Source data
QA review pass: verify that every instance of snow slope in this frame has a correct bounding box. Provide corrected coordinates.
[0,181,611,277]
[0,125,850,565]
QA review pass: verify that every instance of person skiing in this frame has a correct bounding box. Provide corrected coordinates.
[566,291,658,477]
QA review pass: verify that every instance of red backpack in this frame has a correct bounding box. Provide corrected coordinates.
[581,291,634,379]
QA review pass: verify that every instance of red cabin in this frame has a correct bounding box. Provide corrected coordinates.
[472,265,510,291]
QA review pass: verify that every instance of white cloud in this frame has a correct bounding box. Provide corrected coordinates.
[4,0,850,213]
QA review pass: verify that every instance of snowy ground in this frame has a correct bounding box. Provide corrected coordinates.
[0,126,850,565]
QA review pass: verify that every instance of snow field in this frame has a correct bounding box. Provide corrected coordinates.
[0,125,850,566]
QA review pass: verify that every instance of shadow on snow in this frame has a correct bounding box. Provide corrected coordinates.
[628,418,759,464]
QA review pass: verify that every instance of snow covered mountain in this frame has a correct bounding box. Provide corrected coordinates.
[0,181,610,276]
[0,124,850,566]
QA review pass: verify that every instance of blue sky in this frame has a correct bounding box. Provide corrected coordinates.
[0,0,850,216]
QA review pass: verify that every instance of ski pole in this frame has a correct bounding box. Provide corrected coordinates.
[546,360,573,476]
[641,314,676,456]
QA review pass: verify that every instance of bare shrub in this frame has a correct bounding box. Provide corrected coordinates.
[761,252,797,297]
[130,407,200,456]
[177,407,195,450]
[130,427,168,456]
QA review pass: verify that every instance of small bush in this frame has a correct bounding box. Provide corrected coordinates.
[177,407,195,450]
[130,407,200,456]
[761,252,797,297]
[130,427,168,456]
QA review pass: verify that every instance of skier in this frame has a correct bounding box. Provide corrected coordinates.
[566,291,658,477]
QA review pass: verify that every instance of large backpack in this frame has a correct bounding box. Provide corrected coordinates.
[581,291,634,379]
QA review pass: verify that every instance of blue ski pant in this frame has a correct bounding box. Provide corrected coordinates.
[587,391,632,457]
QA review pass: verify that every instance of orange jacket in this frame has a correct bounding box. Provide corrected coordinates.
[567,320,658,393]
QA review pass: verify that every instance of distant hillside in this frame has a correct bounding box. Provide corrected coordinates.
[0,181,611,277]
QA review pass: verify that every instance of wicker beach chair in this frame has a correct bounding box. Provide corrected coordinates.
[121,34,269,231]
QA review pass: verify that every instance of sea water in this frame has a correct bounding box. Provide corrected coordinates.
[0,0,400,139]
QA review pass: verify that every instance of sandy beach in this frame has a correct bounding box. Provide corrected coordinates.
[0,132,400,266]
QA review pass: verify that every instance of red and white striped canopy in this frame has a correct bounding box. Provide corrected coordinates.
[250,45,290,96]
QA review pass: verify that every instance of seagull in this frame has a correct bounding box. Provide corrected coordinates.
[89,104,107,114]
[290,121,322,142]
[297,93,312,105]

_Directive:_ Copy out the listing again from the line containing "QA review pass: verify that every instance of sandy" through the end of the listing, keeping the request lines unchanged. Multiply each bounding box coordinate by 0.9 and round it to a whole number, rounding halves up.

_Expected output:_
QA review pass: verify that every instance of sandy beach in this frame has a correct bounding box. Provide corrected coordinates.
[0,119,360,239]
QA review pass: verify that every instance of red and white striped canopy in this frame has a correct bounding box. Provide corrected coordinates.
[225,41,261,86]
QA review pass: verify that every instance of seagull in this frame has a correct bounding box. Provide corrected coordinates.
[80,94,96,103]
[261,109,290,128]
[267,84,281,95]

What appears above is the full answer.